JOB – Recast the lines below as a Markdown table with the columns "Entry" and "Content", one numbered row per line, leaving out blank lines and the pictures.

GIVEN DATA –
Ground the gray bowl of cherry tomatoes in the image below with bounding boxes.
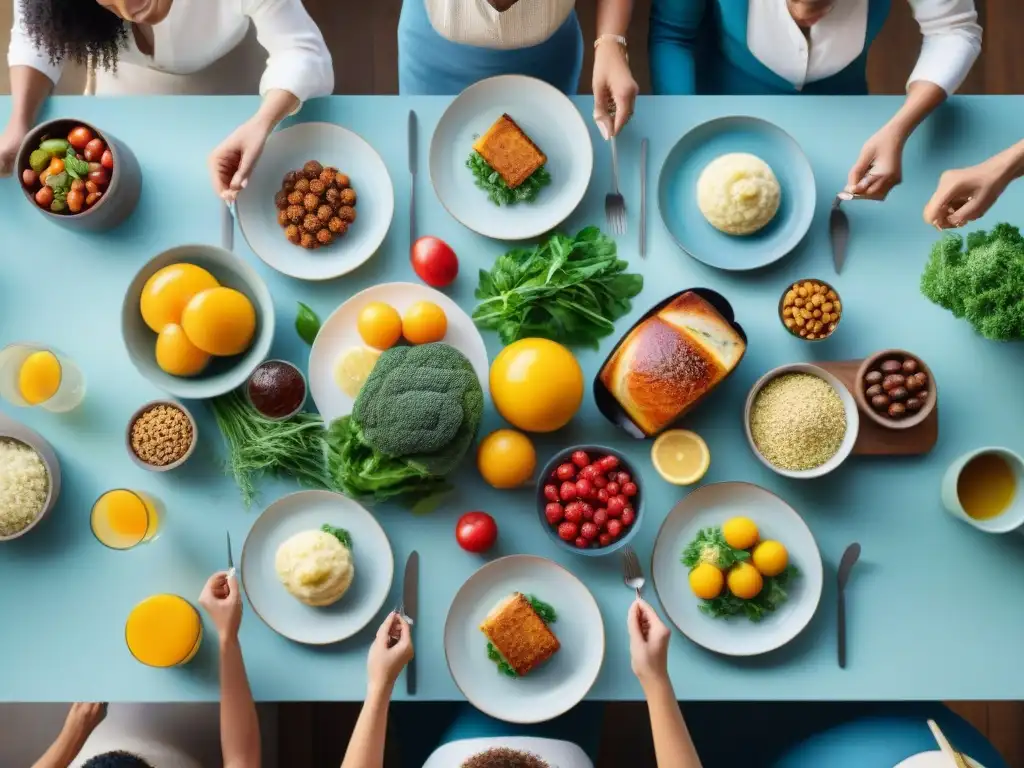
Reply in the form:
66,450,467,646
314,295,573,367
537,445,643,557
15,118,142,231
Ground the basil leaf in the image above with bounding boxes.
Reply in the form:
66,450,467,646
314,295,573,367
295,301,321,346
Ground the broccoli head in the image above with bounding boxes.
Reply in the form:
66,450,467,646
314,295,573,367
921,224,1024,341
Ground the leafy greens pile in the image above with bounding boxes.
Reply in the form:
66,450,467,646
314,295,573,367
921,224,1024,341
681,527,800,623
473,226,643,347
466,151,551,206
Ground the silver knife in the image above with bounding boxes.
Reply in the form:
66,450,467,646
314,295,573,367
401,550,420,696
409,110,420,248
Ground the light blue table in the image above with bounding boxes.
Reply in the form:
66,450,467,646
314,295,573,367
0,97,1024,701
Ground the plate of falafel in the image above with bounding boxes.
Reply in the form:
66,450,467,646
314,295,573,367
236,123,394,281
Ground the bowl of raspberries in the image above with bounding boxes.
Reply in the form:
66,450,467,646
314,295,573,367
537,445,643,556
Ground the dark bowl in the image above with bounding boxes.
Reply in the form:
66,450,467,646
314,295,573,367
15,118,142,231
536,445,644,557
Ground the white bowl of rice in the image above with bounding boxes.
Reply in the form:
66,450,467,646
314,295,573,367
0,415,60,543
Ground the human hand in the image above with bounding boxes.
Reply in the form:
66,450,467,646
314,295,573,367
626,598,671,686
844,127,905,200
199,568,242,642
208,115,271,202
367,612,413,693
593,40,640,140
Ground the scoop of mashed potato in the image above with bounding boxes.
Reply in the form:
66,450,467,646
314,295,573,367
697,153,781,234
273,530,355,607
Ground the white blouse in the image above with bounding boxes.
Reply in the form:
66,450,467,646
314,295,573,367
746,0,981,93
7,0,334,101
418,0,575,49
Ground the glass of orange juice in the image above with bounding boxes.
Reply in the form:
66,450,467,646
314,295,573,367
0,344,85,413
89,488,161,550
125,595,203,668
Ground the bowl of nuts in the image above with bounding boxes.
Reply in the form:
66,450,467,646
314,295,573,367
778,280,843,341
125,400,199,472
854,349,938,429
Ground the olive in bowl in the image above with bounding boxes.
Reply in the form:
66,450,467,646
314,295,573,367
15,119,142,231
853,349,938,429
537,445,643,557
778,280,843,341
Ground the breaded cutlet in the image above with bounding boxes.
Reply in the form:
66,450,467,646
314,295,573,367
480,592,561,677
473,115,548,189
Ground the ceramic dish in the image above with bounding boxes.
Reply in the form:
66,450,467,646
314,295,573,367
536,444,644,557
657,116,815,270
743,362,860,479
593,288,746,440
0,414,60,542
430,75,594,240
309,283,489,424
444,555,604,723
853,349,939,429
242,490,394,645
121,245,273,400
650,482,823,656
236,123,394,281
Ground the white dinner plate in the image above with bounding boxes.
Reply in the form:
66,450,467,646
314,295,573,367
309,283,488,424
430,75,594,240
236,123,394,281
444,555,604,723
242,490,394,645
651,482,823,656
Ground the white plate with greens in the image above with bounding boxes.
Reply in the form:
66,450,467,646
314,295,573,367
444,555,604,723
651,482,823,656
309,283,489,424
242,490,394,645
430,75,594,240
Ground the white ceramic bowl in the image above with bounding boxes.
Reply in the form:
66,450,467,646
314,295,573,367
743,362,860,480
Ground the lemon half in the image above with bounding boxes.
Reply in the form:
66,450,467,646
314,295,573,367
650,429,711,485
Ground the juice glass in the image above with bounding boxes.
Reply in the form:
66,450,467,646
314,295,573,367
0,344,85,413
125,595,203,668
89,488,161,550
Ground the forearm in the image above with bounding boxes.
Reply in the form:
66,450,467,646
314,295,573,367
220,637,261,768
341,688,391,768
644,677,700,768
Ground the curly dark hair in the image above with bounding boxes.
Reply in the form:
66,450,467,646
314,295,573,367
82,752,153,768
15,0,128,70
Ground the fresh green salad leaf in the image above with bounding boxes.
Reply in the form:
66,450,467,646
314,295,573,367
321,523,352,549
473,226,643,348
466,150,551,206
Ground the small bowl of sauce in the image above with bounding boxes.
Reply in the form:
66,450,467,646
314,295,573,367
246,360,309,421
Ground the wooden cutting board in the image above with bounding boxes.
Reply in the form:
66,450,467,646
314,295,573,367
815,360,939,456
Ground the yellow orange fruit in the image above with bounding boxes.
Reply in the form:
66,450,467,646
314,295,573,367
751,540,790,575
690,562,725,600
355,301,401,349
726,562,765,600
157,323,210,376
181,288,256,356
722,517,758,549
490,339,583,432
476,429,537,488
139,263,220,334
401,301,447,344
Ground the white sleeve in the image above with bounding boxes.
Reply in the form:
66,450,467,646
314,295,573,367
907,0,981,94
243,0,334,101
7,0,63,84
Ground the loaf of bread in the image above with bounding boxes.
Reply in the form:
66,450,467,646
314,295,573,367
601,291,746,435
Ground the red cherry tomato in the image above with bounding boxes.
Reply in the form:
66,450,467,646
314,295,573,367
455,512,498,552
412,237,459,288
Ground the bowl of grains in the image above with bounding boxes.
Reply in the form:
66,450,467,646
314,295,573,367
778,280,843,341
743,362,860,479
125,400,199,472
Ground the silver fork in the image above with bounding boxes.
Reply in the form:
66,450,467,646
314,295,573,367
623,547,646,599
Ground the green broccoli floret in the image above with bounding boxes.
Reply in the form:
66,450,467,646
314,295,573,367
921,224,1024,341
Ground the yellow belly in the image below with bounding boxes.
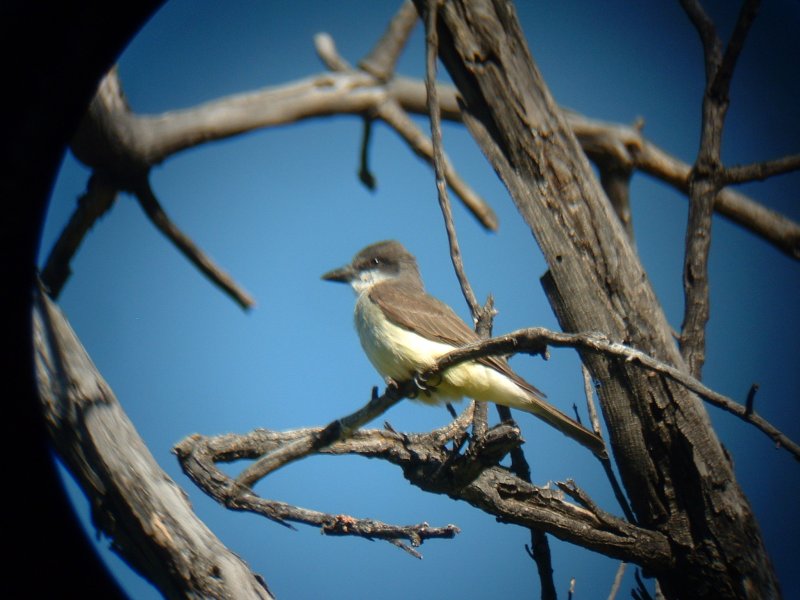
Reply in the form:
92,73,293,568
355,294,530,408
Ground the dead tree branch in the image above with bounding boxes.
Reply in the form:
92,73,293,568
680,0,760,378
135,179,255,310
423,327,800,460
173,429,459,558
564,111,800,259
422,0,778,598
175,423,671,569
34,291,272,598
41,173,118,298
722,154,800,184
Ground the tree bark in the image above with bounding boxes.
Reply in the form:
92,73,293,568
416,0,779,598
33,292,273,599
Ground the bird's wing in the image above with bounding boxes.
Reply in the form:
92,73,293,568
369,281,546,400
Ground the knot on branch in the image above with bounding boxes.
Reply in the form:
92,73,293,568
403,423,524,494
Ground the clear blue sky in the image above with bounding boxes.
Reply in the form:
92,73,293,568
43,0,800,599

RESULT OF THIS EXERCISE –
| Entry | Content |
|---|---|
| 1 | Ground the gray bowl of cherry tomatoes in the image below with bounding boxes. |
| 2 | Reply in the form: |
| 3 | 66,450,467,646 |
| 4 | 314,295,573,367 |
| 5 | 537,445,643,557 |
| 6 | 15,118,142,231 |
| 7 | Ground the basil leaf in the image above with bounding boxes. |
| 8 | Reply in the form: |
| 9 | 66,450,467,646 |
| 10 | 314,295,573,367 |
| 11 | 295,301,321,346 |
| 12 | Ground the broccoli head in the image above with bounding boxes. |
| 13 | Reply in the form: |
| 14 | 66,450,467,646 |
| 15 | 314,295,573,367 |
| 16 | 921,224,1024,341 |
| 17 | Ground the leafy greens pile in the image above with bounding boxes. |
| 18 | Reply in the form: |
| 19 | 66,450,467,646 |
| 20 | 314,295,573,367 |
| 21 | 921,224,1024,341 |
| 22 | 681,527,800,623 |
| 23 | 473,226,643,347 |
| 24 | 466,151,551,206 |
| 25 | Ground the silver knife in the image above with bounding boxes. |
| 26 | Reply in the form: |
| 27 | 66,450,467,646 |
| 28 | 314,295,573,367 |
| 29 | 401,550,420,696 |
| 30 | 409,110,420,248 |
| 31 | Ground the light blue table in the image above with bounding boxes. |
| 32 | Reply in the form: |
| 33 | 66,450,467,646 |
| 34 | 314,295,573,367 |
| 35 | 0,97,1024,701 |
| 36 | Ground the plate of falafel in the image above with bounding boxes. |
| 37 | Reply in the form: |
| 38 | 66,450,467,646 |
| 39 | 314,295,573,367 |
| 40 | 236,123,394,281 |
| 41 | Ground the bowl of raspberries in the image above with bounding boxes. |
| 42 | Reply in the form: |
| 43 | 66,450,467,646 |
| 44 | 314,295,573,367 |
| 45 | 537,445,643,556 |
| 46 | Ground the dark bowl in the image above with bounding boxes. |
| 47 | Reply in the form: |
| 48 | 66,450,467,646 |
| 49 | 314,295,573,367 |
| 50 | 15,118,142,231 |
| 51 | 536,445,644,557 |
| 52 | Ground the white bowl of rice in the image above with bounding boxes. |
| 53 | Reply in the form: |
| 54 | 66,450,467,646 |
| 55 | 314,295,573,367 |
| 56 | 0,415,60,543 |
| 57 | Ground the human hand in the image above with bounding boxes. |
| 58 | Reply in the form: |
| 59 | 66,450,467,646 |
| 60 | 314,295,573,367 |
| 61 | 626,598,671,686 |
| 62 | 844,127,905,200 |
| 63 | 199,568,242,642 |
| 64 | 208,115,271,202 |
| 65 | 367,612,413,693 |
| 66 | 593,40,640,140 |
| 67 | Ground the scoop of mashed potato in the image above with bounding boxes. |
| 68 | Reply in the form: |
| 69 | 66,450,467,646 |
| 70 | 314,295,573,367 |
| 71 | 697,153,781,234 |
| 72 | 273,530,355,607 |
| 73 | Ground the white blouse in the image above with bounding boxes. |
| 74 | Reply in the form: |
| 75 | 66,450,467,646 |
| 76 | 314,295,573,367 |
| 77 | 746,0,981,93 |
| 78 | 7,0,334,101 |
| 79 | 418,0,575,49 |
| 80 | Ground the glass of orange juice in the image above with bounding boxes. |
| 81 | Reply in the form: |
| 82 | 66,450,467,646 |
| 83 | 314,295,573,367 |
| 84 | 0,344,85,413 |
| 85 | 89,488,161,550 |
| 86 | 125,595,203,668 |
| 87 | Ground the bowl of nuts in the image above with bounding boxes. |
| 88 | Reply in the form: |
| 89 | 66,450,467,646 |
| 90 | 314,295,573,367 |
| 91 | 778,280,843,341 |
| 92 | 125,400,199,472 |
| 93 | 854,349,938,429 |
| 94 | Ground the olive in bowl in the image above with bounding boxes. |
| 95 | Reply in the form: |
| 96 | 66,450,467,646 |
| 97 | 314,295,573,367 |
| 98 | 15,119,142,231 |
| 99 | 853,349,938,429 |
| 100 | 537,445,643,557 |
| 101 | 778,280,843,341 |
| 102 | Ground the breaded cutlet in the image above with bounding boxes. |
| 103 | Reply in the form: |
| 104 | 66,450,467,646 |
| 105 | 314,295,573,367 |
| 106 | 480,592,561,677 |
| 107 | 473,115,548,189 |
| 108 | Ground the ceramic dish in the image above with bounding boxes. |
| 109 | Reply in the form: |
| 110 | 66,450,467,646 |
| 111 | 314,295,573,367 |
| 112 | 536,444,644,557 |
| 113 | 657,116,815,270 |
| 114 | 743,362,860,479 |
| 115 | 593,288,746,440 |
| 116 | 0,414,60,542 |
| 117 | 430,75,594,240 |
| 118 | 309,283,489,424 |
| 119 | 444,555,604,723 |
| 120 | 853,349,939,429 |
| 121 | 242,490,394,645 |
| 122 | 121,245,273,400 |
| 123 | 650,482,823,656 |
| 124 | 236,123,394,281 |
| 125 | Ground the white dinner plate in the image above with bounding boxes. |
| 126 | Reply in the form: |
| 127 | 66,450,467,646 |
| 128 | 314,295,573,367 |
| 129 | 309,283,488,424 |
| 130 | 430,75,594,240 |
| 131 | 236,123,394,281 |
| 132 | 444,555,604,723 |
| 133 | 242,490,394,645 |
| 134 | 651,482,823,656 |
| 135 | Ground the white plate with greens in the image above with bounding boxes. |
| 136 | Reply in the form: |
| 137 | 66,450,467,646 |
| 138 | 314,295,573,367 |
| 139 | 444,555,604,723 |
| 140 | 651,482,823,656 |
| 141 | 309,283,489,424 |
| 142 | 242,490,394,645 |
| 143 | 430,75,594,240 |
| 144 | Ground the white ceramic bowl in the image above with bounding boxes. |
| 145 | Reply in the form: |
| 146 | 66,450,467,646 |
| 147 | 314,295,573,367 |
| 148 | 743,362,860,480 |
| 149 | Ground the lemon half in the image above with bounding boxes. |
| 150 | Reply in the form: |
| 151 | 66,450,467,646 |
| 152 | 314,295,573,367 |
| 153 | 650,429,711,485 |
| 154 | Ground the juice glass in the image above with bounding boxes. |
| 155 | Reply in the form: |
| 156 | 66,450,467,646 |
| 157 | 314,295,573,367 |
| 158 | 0,344,85,413 |
| 159 | 125,595,203,668 |
| 160 | 89,488,161,550 |
| 161 | Ground the forearm in the image above with bounding boxes. |
| 162 | Reply in the form: |
| 163 | 66,450,467,646 |
| 164 | 314,295,573,367 |
| 165 | 220,637,261,768 |
| 166 | 341,688,391,768 |
| 167 | 644,677,700,768 |
| 168 | Ground the curly dark hair in the image above with bounding boxes. |
| 169 | Reply in the form: |
| 170 | 66,450,467,646 |
| 171 | 314,295,573,367 |
| 172 | 82,752,153,768 |
| 173 | 15,0,128,70 |
| 174 | Ground the fresh green salad leaf in the image above with bounding boxes. |
| 175 | Reply in the form: |
| 176 | 66,450,467,646 |
| 177 | 314,295,573,367 |
| 178 | 321,523,352,549 |
| 179 | 473,226,643,348 |
| 180 | 466,150,551,206 |
| 181 | Ground the small bowl of sauce in the image above with bounding boxes. |
| 182 | Reply in the form: |
| 183 | 66,450,467,646 |
| 184 | 314,295,573,367 |
| 185 | 246,360,309,421 |
| 186 | Ground the wooden cutting board in the image above with bounding boxes. |
| 187 | Reply in the form: |
| 188 | 66,450,467,646 |
| 189 | 314,295,573,367 |
| 190 | 815,360,939,456 |
| 191 | Ground the yellow orange fruit in the image above with bounding boxes. |
| 192 | Reply in the form: |
| 193 | 66,450,467,646 |
| 194 | 314,295,573,367 |
| 195 | 751,540,790,575 |
| 196 | 690,562,725,600 |
| 197 | 355,301,401,349 |
| 198 | 726,562,765,600 |
| 199 | 157,323,210,376 |
| 200 | 181,288,256,356 |
| 201 | 722,517,758,549 |
| 202 | 490,339,583,432 |
| 203 | 476,429,537,488 |
| 204 | 139,263,220,334 |
| 205 | 401,301,447,344 |
| 206 | Ground the white sleeve in the image above with bounding boxes. |
| 207 | Reply in the form: |
| 208 | 66,450,467,646 |
| 209 | 314,295,573,367 |
| 210 | 907,0,981,94 |
| 211 | 243,0,334,101 |
| 212 | 7,0,63,84 |
| 213 | Ground the loaf of bread in the image above with bounding boxes. |
| 214 | Reply in the form: |
| 215 | 66,450,467,646 |
| 216 | 314,295,573,367 |
| 217 | 601,291,746,435 |
| 218 | Ground the red cherry tomato in the image above with bounding boxes. |
| 219 | Reply in the form: |
| 220 | 66,450,467,646 |
| 221 | 314,295,573,367 |
| 222 | 455,512,498,552 |
| 223 | 412,237,459,288 |
| 224 | Ground the bowl of grains in the image above with bounding boxes. |
| 225 | Reply in the form: |
| 226 | 66,450,467,646 |
| 227 | 314,295,573,367 |
| 228 | 778,280,843,341 |
| 229 | 743,362,860,479 |
| 230 | 125,400,199,472 |
| 231 | Ground the silver fork in the image above with bounding boxes. |
| 232 | Reply in the form: |
| 233 | 66,450,467,646 |
| 234 | 314,295,573,367 |
| 235 | 623,547,646,599 |
| 236 | Ground the green broccoli floret in the image above with bounding boxes. |
| 237 | Reply in the form: |
| 238 | 66,450,467,646 |
| 239 | 314,295,573,367 |
| 240 | 921,224,1024,341 |
| 241 | Ground the yellow belly in the image below with bounding boxes. |
| 242 | Reply in the form: |
| 243 | 92,73,293,568 |
| 244 | 355,294,530,408 |
| 245 | Ground the dead tree branch in the image above with bounding boxes. |
| 246 | Reply in the form: |
| 247 | 92,73,293,568 |
| 248 | 680,0,760,378 |
| 249 | 135,179,255,310 |
| 250 | 423,327,800,460 |
| 251 | 173,429,459,558 |
| 252 | 564,111,800,259 |
| 253 | 422,0,778,598 |
| 254 | 175,423,671,569 |
| 255 | 34,291,272,598 |
| 256 | 41,173,118,298 |
| 257 | 722,154,800,184 |
| 258 | Ground the tree bark in the image above with bounding boxes. |
| 259 | Reply in the form: |
| 260 | 92,73,293,568 |
| 261 | 416,0,779,598 |
| 262 | 33,292,273,599 |
| 263 | Ground the bird's wing in the image above with bounding boxes. |
| 264 | Reply in the form: |
| 265 | 92,73,293,568 |
| 266 | 369,281,546,400 |
| 267 | Ground the knot on branch in the image above with bounding boxes. |
| 268 | Reply in the form: |
| 269 | 92,73,293,568 |
| 270 | 403,423,524,494 |
| 271 | Ground the clear blue sky in the image above with bounding boxes. |
| 272 | Reply in the form: |
| 273 | 92,73,293,568 |
| 274 | 43,0,800,599 |